▶ Goal of the exercise
Copy the material below verbatim, keeping every line in order.

#####

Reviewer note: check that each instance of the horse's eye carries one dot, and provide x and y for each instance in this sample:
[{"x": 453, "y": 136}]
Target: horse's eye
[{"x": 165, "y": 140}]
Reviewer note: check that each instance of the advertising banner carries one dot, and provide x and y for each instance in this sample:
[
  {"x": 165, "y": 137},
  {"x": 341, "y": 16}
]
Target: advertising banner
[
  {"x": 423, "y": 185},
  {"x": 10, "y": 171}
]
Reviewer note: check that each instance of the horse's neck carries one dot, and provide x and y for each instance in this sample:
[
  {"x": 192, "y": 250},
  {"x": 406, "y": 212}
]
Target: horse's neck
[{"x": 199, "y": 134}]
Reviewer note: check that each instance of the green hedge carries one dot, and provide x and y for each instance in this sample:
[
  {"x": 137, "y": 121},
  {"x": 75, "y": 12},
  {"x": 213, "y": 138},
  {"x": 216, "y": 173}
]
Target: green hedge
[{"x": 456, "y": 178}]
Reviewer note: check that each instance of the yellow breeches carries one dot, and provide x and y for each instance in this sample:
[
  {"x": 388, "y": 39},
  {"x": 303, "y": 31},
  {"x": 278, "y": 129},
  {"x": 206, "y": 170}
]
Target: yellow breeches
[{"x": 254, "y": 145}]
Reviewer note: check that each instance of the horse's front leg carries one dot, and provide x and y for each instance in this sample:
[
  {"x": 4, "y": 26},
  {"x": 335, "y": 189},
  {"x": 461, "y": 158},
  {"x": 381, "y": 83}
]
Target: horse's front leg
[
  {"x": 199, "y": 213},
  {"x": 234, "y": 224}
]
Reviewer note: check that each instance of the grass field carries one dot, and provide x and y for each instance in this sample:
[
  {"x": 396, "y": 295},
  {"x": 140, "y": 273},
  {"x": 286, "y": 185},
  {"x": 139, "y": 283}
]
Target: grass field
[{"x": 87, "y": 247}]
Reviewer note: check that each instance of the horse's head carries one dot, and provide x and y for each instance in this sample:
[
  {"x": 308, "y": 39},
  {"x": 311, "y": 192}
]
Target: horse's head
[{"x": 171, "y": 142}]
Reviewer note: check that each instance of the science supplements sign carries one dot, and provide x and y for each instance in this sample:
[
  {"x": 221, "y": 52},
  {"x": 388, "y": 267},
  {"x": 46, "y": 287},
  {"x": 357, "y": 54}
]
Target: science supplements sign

#####

▶ The result
Reviewer note: check that each instance of the horse's eye carries one dot, and provide x and y for each instance in this sample:
[{"x": 453, "y": 136}]
Target: horse's eye
[{"x": 165, "y": 140}]
Reviewer note: check that each instance of the advertising banner carries one dot, and provide x and y for each instance in this sample:
[
  {"x": 165, "y": 137},
  {"x": 341, "y": 16}
]
Target: advertising banner
[
  {"x": 423, "y": 185},
  {"x": 10, "y": 171}
]
Reviewer note: check that each instance of the horse's neck carries one dot, and provide x and y for each instance in this sample:
[
  {"x": 192, "y": 250},
  {"x": 406, "y": 212}
]
Target: horse's neck
[{"x": 199, "y": 134}]
Reviewer note: check that each instance of the green hedge carries one dot, and provide x and y for each instance in this sample:
[
  {"x": 137, "y": 121},
  {"x": 75, "y": 12},
  {"x": 213, "y": 138},
  {"x": 216, "y": 173}
]
Target: green hedge
[{"x": 456, "y": 178}]
Reviewer note: check that each instance of the yellow breeches carries one dot, and provide x and y for each instance in this sample:
[
  {"x": 388, "y": 39},
  {"x": 303, "y": 31},
  {"x": 278, "y": 129},
  {"x": 206, "y": 170}
]
Target: yellow breeches
[{"x": 254, "y": 145}]
Reviewer note: check that each instance of the horse's front leg carries one dot, and provide x and y for each instance in this sample:
[
  {"x": 4, "y": 26},
  {"x": 335, "y": 189},
  {"x": 461, "y": 158},
  {"x": 381, "y": 83}
]
Target: horse's front leg
[
  {"x": 199, "y": 213},
  {"x": 234, "y": 224}
]
Reviewer note: check that each instance of the grass field carries one dot, and provide x and y for each instance in this sample:
[
  {"x": 396, "y": 295},
  {"x": 140, "y": 273},
  {"x": 286, "y": 185},
  {"x": 139, "y": 283}
]
Target: grass field
[{"x": 87, "y": 247}]
Reviewer note: check that each instance of the horse's head carries one dot, and provide x and y for each instance in this sample:
[
  {"x": 308, "y": 39},
  {"x": 311, "y": 192}
]
Target: horse's head
[{"x": 171, "y": 142}]
Reviewer note: check that each instance of the science supplements sign carries one dot, and provide x and y for each instance in this sample:
[
  {"x": 221, "y": 52},
  {"x": 388, "y": 267},
  {"x": 46, "y": 287},
  {"x": 357, "y": 54}
]
Target: science supplements sign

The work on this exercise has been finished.